:: MATERIAL TO PROCESS ::

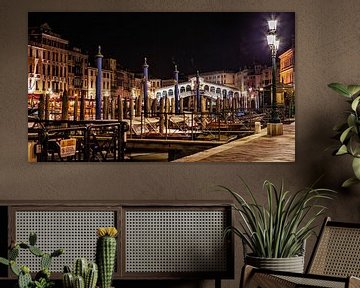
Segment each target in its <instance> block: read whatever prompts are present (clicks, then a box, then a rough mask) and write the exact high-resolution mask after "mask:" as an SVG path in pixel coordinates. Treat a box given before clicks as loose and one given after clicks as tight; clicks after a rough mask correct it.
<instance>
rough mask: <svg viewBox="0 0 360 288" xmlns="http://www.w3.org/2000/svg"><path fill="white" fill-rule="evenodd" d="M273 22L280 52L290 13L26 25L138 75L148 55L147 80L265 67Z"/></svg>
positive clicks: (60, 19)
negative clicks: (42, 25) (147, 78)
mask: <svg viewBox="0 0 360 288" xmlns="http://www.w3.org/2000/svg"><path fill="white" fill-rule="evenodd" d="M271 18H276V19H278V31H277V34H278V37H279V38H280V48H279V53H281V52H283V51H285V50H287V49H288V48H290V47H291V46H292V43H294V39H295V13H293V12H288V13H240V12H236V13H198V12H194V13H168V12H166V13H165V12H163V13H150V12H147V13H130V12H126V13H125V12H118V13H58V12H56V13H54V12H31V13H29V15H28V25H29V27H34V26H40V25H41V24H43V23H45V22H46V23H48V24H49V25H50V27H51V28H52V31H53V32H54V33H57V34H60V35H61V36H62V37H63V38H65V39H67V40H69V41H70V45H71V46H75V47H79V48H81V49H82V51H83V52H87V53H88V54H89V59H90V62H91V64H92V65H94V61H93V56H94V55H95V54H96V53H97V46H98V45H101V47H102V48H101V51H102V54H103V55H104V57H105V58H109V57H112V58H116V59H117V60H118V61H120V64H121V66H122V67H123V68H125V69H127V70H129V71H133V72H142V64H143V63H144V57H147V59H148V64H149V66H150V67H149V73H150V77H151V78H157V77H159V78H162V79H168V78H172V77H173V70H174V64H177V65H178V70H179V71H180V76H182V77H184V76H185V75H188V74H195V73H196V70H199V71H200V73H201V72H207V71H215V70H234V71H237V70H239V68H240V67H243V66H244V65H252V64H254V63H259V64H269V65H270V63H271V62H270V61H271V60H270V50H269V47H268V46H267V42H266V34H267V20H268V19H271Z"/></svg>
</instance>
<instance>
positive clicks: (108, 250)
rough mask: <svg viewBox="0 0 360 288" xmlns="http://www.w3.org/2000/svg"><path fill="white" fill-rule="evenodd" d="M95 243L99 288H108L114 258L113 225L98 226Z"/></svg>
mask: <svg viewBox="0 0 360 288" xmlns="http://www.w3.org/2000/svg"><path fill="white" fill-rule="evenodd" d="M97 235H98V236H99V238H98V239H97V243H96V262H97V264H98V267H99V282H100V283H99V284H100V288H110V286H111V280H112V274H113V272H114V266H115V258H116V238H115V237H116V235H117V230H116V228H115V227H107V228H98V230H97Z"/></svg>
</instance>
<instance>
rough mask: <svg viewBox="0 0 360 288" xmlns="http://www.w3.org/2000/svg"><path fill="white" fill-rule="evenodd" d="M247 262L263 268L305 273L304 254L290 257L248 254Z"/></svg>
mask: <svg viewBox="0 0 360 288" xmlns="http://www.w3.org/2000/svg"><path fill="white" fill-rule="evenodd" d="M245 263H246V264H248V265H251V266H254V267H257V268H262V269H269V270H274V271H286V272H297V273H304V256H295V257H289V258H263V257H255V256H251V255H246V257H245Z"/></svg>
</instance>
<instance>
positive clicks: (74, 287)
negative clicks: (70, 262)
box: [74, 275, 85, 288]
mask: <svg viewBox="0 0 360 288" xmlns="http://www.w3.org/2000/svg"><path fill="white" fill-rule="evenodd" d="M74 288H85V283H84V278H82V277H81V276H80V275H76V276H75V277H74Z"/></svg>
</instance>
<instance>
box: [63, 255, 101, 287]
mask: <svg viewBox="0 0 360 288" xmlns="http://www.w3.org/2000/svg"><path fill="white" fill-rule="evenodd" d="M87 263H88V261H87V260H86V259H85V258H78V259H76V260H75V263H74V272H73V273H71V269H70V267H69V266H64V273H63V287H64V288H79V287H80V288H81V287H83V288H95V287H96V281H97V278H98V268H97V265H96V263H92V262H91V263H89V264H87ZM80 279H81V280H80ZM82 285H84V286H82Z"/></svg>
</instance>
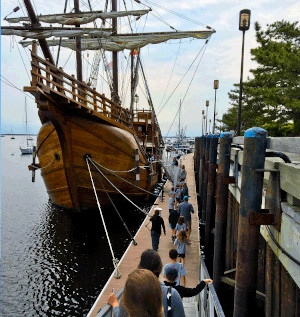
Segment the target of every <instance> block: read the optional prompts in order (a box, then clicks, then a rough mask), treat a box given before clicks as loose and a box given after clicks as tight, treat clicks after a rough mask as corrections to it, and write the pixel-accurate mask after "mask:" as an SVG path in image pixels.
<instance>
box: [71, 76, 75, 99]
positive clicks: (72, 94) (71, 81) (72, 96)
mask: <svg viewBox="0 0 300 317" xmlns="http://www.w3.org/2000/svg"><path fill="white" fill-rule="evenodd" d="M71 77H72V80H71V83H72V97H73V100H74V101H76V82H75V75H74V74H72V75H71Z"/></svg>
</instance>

:::

### [TASK TO COMPLETE]
Repeat exactly the lines from the first line of the records above through the line containing "positive clicks: (60, 19)", leaving out the pictures.

### [EXERCISE OUTPUT]
Segment each target in its <instance> block: read whatever prompts are present (clicks, then a box, then a rough mask) and write the exact high-resolution mask after "mask:" as an SVG path in pixel coordinates. Treat a box given before clicks as loose and one given after clicks as tight; clicks after a rough mask correct it.
<instance>
rough mask: <svg viewBox="0 0 360 288" xmlns="http://www.w3.org/2000/svg"><path fill="white" fill-rule="evenodd" d="M273 22L280 52L290 13L26 25L138 75L148 55L147 80L265 67Z"/></svg>
positive clicks: (60, 19)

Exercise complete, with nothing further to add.